Convert every item below into a two-column CSV with the headers instruction and coordinates, one row per item holding its text and its answer. Wrap each field in double quotes and replace any line breaks inside a field with spaces.

**** Records supplied ****

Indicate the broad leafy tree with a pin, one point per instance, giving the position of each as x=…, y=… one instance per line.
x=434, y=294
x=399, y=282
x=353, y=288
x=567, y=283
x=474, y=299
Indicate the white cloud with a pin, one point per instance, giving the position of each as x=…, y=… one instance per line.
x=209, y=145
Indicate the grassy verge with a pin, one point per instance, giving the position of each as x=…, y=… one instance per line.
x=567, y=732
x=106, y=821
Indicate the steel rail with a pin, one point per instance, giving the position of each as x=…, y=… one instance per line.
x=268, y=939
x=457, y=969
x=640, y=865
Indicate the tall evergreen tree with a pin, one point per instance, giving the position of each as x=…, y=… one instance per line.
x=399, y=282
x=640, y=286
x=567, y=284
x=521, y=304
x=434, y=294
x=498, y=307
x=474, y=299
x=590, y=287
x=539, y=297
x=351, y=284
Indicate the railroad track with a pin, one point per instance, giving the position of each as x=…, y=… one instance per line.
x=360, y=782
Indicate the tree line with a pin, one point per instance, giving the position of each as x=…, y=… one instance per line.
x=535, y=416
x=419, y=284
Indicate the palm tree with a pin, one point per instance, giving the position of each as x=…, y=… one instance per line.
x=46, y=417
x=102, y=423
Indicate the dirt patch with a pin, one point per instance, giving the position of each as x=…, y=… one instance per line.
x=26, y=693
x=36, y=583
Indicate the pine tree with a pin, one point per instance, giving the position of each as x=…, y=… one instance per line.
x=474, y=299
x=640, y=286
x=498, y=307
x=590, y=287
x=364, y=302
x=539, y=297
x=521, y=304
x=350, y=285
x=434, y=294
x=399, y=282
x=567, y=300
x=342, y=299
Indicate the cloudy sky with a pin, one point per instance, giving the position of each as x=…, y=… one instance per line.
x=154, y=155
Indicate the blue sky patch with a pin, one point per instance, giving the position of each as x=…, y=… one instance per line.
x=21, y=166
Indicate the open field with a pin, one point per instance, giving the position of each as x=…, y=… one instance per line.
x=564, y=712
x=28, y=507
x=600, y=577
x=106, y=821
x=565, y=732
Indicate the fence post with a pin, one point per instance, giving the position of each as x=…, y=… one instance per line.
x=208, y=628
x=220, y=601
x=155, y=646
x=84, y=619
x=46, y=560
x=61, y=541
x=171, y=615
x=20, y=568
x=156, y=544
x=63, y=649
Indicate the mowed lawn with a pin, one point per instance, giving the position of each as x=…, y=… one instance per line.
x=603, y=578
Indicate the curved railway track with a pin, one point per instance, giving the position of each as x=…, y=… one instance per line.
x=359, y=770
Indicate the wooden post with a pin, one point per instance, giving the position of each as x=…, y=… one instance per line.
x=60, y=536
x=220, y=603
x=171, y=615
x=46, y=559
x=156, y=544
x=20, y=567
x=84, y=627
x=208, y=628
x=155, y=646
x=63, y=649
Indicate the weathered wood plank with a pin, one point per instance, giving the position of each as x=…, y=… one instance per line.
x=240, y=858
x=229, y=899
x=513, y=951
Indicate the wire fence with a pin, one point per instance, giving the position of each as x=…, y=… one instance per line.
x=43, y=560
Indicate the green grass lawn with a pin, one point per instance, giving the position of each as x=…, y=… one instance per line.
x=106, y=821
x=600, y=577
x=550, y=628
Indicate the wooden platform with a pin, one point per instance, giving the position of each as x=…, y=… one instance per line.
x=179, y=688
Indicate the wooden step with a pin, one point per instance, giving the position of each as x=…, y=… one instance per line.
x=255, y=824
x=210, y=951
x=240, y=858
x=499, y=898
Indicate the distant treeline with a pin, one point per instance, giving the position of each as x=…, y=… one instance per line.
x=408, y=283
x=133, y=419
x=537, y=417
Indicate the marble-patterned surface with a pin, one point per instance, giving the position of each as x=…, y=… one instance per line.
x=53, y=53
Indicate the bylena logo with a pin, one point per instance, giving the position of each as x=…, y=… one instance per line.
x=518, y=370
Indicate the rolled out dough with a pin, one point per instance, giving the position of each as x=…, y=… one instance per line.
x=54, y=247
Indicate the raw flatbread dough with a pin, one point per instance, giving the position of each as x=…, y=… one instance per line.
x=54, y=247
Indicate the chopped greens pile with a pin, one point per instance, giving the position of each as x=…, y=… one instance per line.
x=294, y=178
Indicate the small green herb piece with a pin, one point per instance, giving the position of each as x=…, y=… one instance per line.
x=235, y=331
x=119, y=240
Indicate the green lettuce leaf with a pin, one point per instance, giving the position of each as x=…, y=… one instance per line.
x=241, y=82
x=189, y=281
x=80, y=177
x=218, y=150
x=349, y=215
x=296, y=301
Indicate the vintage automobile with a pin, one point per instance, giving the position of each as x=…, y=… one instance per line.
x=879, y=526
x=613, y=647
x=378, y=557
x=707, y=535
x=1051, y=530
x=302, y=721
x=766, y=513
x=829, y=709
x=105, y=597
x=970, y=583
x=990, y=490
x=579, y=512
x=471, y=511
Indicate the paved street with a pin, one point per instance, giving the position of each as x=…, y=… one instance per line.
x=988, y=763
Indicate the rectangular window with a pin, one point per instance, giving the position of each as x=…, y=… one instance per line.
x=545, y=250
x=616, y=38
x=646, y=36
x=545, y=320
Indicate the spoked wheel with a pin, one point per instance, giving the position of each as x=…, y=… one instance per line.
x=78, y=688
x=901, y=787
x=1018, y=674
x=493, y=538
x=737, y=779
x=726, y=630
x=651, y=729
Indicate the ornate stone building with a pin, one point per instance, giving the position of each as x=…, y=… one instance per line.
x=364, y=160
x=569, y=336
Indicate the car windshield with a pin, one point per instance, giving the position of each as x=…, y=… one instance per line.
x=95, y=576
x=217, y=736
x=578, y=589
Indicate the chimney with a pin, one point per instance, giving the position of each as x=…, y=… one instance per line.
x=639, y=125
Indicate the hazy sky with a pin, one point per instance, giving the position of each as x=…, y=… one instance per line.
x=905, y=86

****

§ **Solution to this exercise**:
instruction,coordinates
"Indicate the broad leafy tree with a pin, one point per instance, giving the position of each as x=…, y=… one instance per line.","x=434, y=294 x=399, y=282 x=353, y=288 x=567, y=283 x=474, y=299"
"Indicate the white cloud with a pin, one point per instance, giving the position of each as x=…, y=… one instance per line.","x=209, y=145"
"Indicate the grassy verge with a pin, one point per instance, giving the position of each as x=…, y=… one instance per line.","x=567, y=732 x=106, y=821"
"Indicate the steel rail with a pin, one point per instance, giving the position of each as x=…, y=… one instance per line.","x=268, y=939 x=457, y=969 x=640, y=865"
"Indicate the tall evergreen tree with a pin, one point per instance, giving the position of each as x=…, y=… one instance per line.","x=399, y=282 x=640, y=286 x=567, y=284 x=521, y=304 x=434, y=294 x=498, y=307 x=474, y=299 x=590, y=287 x=539, y=297 x=351, y=284"
"Indicate the railroad track with a pin, one point per instance, giving the position of each as x=…, y=… one instance per line.","x=360, y=782"
"Indicate the tree line with a pin, one point per instance, giving the position of each as x=…, y=… one instance per line.","x=535, y=416 x=419, y=284"
"Indicate the palm tree with a pin, one point per instance, giving the position of each as x=…, y=… one instance per line.","x=46, y=417 x=102, y=423"
"Indicate the dirt patch with a pin, one point per instance, giving the position of each as x=…, y=… one instance per line.","x=26, y=693 x=36, y=583"
"Indicate the pine tree with a pin, one point per instance, giving the position of each as x=…, y=… one instance per line.","x=474, y=299 x=640, y=286 x=498, y=307 x=590, y=287 x=364, y=302 x=539, y=297 x=521, y=304 x=350, y=285 x=434, y=294 x=399, y=282 x=567, y=300 x=342, y=299"
"Indicate the cloudy sky with a pin, one point per instance, giving the position of each as x=…, y=… one instance per line.","x=154, y=155"
"Indicate the blue sky patch with a pin, one point per instance, giving the position of each as x=…, y=… one instance per line.","x=21, y=166"
"Indicate the open field with a pin, one point per instance, giving the position of each as x=…, y=… one instance per line.","x=564, y=712 x=28, y=507 x=600, y=577 x=106, y=821 x=565, y=732"
"Indicate the fence post with a pin, one point per instance, giving the position of each as x=…, y=… one instance per line.","x=208, y=628 x=220, y=601 x=155, y=646 x=84, y=619 x=46, y=560 x=61, y=541 x=171, y=615 x=20, y=568 x=156, y=544 x=63, y=649"
"Indicate the mowed lawn with a pin, one point per instance, giving the position of each as x=…, y=… one instance per line.","x=603, y=578"
"Indicate the curved railway track with a pin, one point per instance, giving the position of each as x=…, y=… one instance per line.","x=359, y=770"
"Indicate the wooden post with a pin, one point per instance, giving the position of each as x=…, y=… one instance per line.","x=60, y=536 x=220, y=603 x=171, y=615 x=46, y=559 x=156, y=544 x=20, y=567 x=84, y=627 x=208, y=628 x=155, y=646 x=63, y=649"
"Indicate the weathered wood plank with a pin, one point per instance, giving the position of each as x=…, y=… one instance per line.","x=240, y=858 x=229, y=899 x=513, y=951"
"Indicate the wire fence with a pin, one point per instance, giving the position of each as x=…, y=… one instance per line.","x=43, y=560"
"Indicate the green grass lawn with a pin, one point per instance, giving the position of each as x=…, y=… one instance per line.","x=106, y=821 x=600, y=577 x=550, y=628"
"Indicate the wooden platform with a pin, one point per instance, giving the position of each as x=…, y=… one instance per line.","x=179, y=688"
"Indicate the wooden step with a pin, one point per instance, giving the position of each as x=…, y=… one instance per line.","x=255, y=824 x=210, y=951 x=240, y=858 x=499, y=898"
"Indicate the distant treeline with a pin, one point per instance, giving the position of each as x=…, y=… one instance per line.","x=408, y=283 x=133, y=419 x=537, y=417"
"Indicate the marble-patterned surface with a pin, one point per instance, giving the position of each as x=…, y=… one instance per line.","x=53, y=53"
"Indicate the bylena logo with a pin, one point per instance, giving the position of each as x=…, y=… one instance per line.","x=518, y=370"
"Indicate the rolled out dough with a pin, one point per instance, giving the position of each as x=…, y=… one instance per line.","x=54, y=247"
"Indicate the raw flatbread dough with a pin, one point per instance, giving the position of each as x=…, y=… one instance per line.","x=54, y=247"
"Indicate the chopped greens pile with a pin, one point per instance, giving the position of each as x=…, y=… one instance per line.","x=294, y=178"
"Indicate the small green herb piece with a pin, one point per instance, giving the position of each as x=…, y=… one instance per line.","x=235, y=331 x=119, y=240"
"Indicate the green lettuce leaf with a pin, one point per instance, giving the position of each as x=…, y=… one instance per line.","x=241, y=82 x=189, y=281 x=80, y=177 x=218, y=150 x=349, y=215 x=296, y=301"
"Indicate the vintage automobile with a pin, one point per instance, giving the position of each as x=…, y=… one instance per line.","x=879, y=526 x=613, y=647 x=378, y=557 x=707, y=535 x=1051, y=530 x=302, y=721 x=766, y=513 x=829, y=709 x=105, y=597 x=970, y=583 x=990, y=490 x=579, y=512 x=471, y=511"
"Indicate the paved street with a pin, one point per instance, giving the position of each as x=…, y=… one instance per line.","x=988, y=763"
"Indicate the rectangular window with a pin, one point per instance, giving the position of each as x=…, y=… one instance per line.","x=545, y=250 x=616, y=38 x=646, y=36 x=545, y=320"
"Indicate the spoked wheel with a pin, one point per instance, giving the position of each as x=…, y=… one instance per line.","x=78, y=688 x=901, y=787 x=1018, y=674 x=493, y=538 x=737, y=779 x=726, y=630 x=651, y=729"
"Indicate the ornate stone building with a pin, one point per instance, giving the position of each as x=…, y=… one instance per line.","x=364, y=160 x=569, y=336"
"Indicate the car windshield with a pin, one point per instance, giving the position of each as x=…, y=… one instance per line.","x=95, y=576 x=217, y=736 x=578, y=589"
"Indicate the chimney with a pin, one point per instance, giving the position of each as x=…, y=… one instance per line.","x=639, y=125"
"Indicate the hazy sky with a pin, one point per instance, giving the position of each as x=…, y=… one instance per line.","x=905, y=86"